Work task — Return each line of the entries that holds the string "query".

Point localization data —
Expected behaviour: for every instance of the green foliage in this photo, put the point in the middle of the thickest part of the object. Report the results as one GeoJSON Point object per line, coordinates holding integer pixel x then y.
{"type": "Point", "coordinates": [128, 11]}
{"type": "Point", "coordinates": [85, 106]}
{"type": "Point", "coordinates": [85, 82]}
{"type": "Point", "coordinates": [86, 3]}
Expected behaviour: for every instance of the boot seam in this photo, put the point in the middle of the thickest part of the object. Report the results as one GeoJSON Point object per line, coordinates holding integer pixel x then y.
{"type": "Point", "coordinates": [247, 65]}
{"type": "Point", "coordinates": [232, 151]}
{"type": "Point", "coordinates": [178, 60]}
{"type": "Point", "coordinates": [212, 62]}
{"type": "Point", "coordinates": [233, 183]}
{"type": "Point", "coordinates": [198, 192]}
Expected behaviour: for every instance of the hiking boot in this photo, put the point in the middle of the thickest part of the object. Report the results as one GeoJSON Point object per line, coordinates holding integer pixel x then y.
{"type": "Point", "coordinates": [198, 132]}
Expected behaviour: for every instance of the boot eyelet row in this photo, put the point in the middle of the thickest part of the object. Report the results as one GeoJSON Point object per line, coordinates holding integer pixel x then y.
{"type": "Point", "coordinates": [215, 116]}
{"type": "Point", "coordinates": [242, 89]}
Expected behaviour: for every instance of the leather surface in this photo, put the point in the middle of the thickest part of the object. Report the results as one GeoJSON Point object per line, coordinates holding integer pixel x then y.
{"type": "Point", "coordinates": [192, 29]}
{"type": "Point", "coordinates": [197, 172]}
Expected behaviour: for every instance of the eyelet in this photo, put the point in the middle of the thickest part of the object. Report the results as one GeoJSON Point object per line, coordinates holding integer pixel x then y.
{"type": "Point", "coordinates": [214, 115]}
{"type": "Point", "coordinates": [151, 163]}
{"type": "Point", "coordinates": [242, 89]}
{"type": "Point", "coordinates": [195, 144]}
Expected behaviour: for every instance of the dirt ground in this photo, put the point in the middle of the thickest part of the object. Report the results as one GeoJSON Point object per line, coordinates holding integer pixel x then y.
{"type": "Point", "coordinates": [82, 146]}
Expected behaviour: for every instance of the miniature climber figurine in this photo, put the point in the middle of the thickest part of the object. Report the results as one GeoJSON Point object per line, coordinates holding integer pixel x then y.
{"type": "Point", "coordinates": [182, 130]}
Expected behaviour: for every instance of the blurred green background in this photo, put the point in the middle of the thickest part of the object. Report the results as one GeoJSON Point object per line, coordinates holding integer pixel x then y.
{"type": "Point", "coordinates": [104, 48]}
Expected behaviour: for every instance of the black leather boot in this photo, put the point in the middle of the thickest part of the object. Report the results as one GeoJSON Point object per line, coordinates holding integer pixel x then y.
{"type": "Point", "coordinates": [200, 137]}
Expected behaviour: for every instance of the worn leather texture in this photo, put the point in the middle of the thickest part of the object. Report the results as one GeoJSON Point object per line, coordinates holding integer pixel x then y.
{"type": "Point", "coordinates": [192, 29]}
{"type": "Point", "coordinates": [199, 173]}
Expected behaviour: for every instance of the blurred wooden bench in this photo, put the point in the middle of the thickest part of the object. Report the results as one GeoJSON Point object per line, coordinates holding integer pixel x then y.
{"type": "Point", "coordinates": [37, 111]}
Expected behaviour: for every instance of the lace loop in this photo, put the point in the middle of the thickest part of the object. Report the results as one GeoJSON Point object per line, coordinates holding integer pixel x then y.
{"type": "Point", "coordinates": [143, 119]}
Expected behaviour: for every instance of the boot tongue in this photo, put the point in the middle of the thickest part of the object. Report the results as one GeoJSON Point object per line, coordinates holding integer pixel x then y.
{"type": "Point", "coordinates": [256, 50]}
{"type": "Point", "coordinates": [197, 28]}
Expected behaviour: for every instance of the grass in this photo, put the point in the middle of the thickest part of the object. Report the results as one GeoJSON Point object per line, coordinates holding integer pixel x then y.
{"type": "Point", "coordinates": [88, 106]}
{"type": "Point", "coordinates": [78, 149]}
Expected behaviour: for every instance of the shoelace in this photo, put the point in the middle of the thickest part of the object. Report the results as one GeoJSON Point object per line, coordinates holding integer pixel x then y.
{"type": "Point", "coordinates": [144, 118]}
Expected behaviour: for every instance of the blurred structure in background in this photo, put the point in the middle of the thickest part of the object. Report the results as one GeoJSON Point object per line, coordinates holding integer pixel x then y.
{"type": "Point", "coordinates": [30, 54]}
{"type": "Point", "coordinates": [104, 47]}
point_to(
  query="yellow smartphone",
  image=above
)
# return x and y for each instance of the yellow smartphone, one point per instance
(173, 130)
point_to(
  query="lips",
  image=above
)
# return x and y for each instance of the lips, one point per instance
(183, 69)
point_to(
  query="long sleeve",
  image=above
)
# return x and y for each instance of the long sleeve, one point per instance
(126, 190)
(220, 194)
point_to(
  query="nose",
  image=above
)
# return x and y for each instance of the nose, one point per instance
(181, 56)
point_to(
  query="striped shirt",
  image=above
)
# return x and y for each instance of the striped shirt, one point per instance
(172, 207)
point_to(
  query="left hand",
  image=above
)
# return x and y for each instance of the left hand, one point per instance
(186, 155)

Task answer —
  query="yellow smartphone",
  query="lips",
  query="long sleeve",
  query="nose",
  query="striped shirt",
  query="left hand",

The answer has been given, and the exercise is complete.